Start of Extracted text

French diplomat and writer

Pierre Roger Peyrefitte (/fr/; 17 August 1907 - 5 November 2000) was a French diplomat, writer of bestseller novels and non-fiction, and a defender of gay rights.

==Life and work==
Born in Castres, Tarn, to a bourgeois family, Peyrefitte went to Jesuit and Lazarist boarding schools and then studied language and literature at the University of Toulouse. After graduating first in his year from Institut d'Études Politiques de Paris in 1930, he worked as an embassy secretary in Athens between 1933 and 1938. Back in Paris, he had to resign in 1940 for personal reasons before being reintegrated in 1943 and finally ending his diplomatic career in 1945. In his novels, he often treated controversial themes and his work put him at odds with the Catholic Church.

End of Extracted text
Start of Data to examine

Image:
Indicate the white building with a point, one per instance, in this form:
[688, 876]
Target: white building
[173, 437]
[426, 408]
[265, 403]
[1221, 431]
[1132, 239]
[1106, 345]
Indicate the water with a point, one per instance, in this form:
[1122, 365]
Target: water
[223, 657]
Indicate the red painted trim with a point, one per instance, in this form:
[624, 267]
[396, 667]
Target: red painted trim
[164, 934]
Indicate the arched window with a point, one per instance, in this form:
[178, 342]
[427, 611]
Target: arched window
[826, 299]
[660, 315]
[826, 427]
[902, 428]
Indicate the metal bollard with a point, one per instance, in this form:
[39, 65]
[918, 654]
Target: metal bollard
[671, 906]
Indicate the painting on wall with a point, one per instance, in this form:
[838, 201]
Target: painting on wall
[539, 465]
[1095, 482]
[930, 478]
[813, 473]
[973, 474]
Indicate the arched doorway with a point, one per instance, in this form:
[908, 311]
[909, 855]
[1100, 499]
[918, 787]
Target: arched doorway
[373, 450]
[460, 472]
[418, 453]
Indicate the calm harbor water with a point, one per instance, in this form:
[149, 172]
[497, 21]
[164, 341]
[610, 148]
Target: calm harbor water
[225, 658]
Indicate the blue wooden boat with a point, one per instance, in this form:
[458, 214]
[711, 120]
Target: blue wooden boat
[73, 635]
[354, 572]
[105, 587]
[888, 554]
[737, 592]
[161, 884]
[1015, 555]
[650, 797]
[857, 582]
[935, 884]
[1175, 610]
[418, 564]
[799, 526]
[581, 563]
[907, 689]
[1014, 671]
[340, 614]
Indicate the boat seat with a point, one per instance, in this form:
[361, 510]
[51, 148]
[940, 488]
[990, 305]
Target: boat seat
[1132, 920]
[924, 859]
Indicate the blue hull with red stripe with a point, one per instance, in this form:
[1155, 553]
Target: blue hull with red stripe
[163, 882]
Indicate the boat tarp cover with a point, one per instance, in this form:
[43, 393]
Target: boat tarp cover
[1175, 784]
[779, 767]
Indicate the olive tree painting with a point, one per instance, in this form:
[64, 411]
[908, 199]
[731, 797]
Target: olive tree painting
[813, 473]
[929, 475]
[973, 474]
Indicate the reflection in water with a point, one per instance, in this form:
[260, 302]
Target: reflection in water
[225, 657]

End of Data to examine

What needs to be done: Reproduce word for word the portion of the Peyrefitte text starting with "French diplomat and" and going on through "the Catholic Church.".

Answer space:
French diplomat and writer

Pierre Roger Peyrefitte (/fr/; 17 August 1907 - 5 November 2000) was a French diplomat, writer of bestseller novels and non-fiction, and a defender of gay rights.

==Life and work==
Born in Castres, Tarn, to a bourgeois family, Peyrefitte went to Jesuit and Lazarist boarding schools and then studied language and literature at the University of Toulouse. After graduating first in his year from Institut d'Études Politiques de Paris in 1930, he worked as an embassy secretary in Athens between 1933 and 1938. Back in Paris, he had to resign in 1940 for personal reasons before being reintegrated in 1943 and finally ending his diplomatic career in 1945. In his novels, he often treated controversial themes and his work put him at odds with the Catholic Church.